What needs to be done » According to the comment thread excerpt, as of what time and date does the linked story include all 146 comments?

Excerpt provided »
Below is a link to Dan’s story including all 146 comments as of 11:20pm est, on Dec. 19th.
http://blogs.roanoke.com/dancasey/2010/12/13/habeeb-on-abortion-abc-privatization-and-capital-punishment/
Let the Record stand corrected my friends!!!
Cuccinelli must not be that stupid for launching the lawsuit against 0bamacare if a federal judge agreed with him.
A lot of geniuses on the Dano Award panel.
Al doesn’t have anger management issues. He just has faux news issues.
He’s one of those statistics from the UMd. study. Sort of like an eternal Forest Gump.
I almost understood Al that time…keep them comin’ Al! We’ll get there!
“I know what happened to TWC but apparently no one whats the RT’s. Oh well, if it were not for trash papers like this we would just have a bunch more welfare cases to support…that is those of us who work. Come to think of it now it’s clearer why these media libs ARE liberal in their persuation.”:
Dan? I think we have a candidate for McTony’s ghostwriter.
13, Suzie, Here’s a consoling thought: Federal judges, like doctors, lawyers and a bunch of the rest of us, exist in something like a bell curve, with a batch of ‘em below average and some even well below average, before the bottom of the curve, and the barrel are hit.
Some of the critiques I’ve read on this judge’s decision indicate he isn’t on the upper side of the curve.
Suzie,
I guess having one federal judge out of 1774 agree with you is not bad. Ultimately the only opinions that will count in this matter are the nine judges currently sitting in Washington, DC, otherwise known as the Supremes.
Wow, Ron. Did 1774 hear Cuccinelli’s case? You’d make a great Democrat candidate for public office with your intellect. Please run.
Re:
# 18 “Ultimately the only opinions that will count in this matter are the nine judges currently sitting in Washington, DC, otherwise known as the Supremes.”
———
Yup!
For those who might care, I posted links to some good reads (not just one sided) on the cases & SCOTUS back on the thread “Cuccinelli found a judge who would strike down health-care law” @ http://tinyurl.com/237xahw
Handicapping/predicting SCOTUS is a tricky business. IMHO, neither side has a lock-in.

Data section »
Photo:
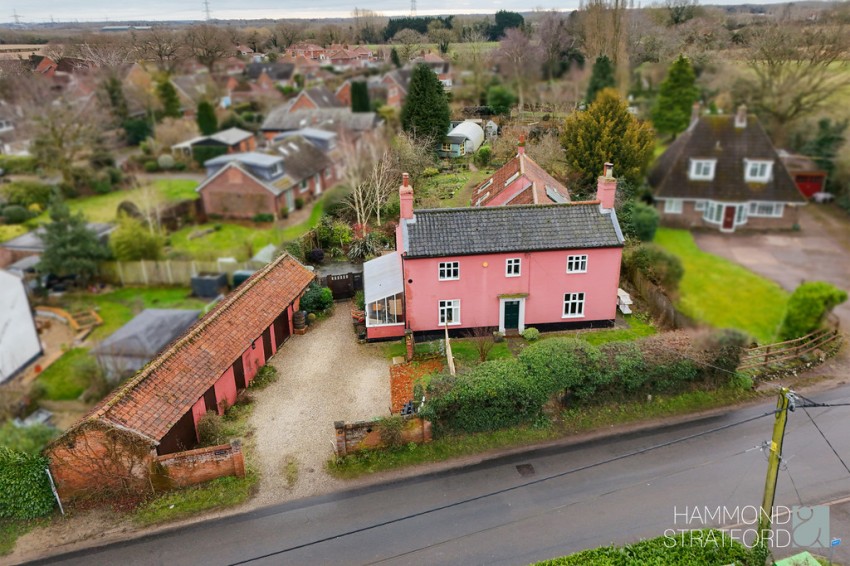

Your response » As of 11:20pm est on Dec. 19th.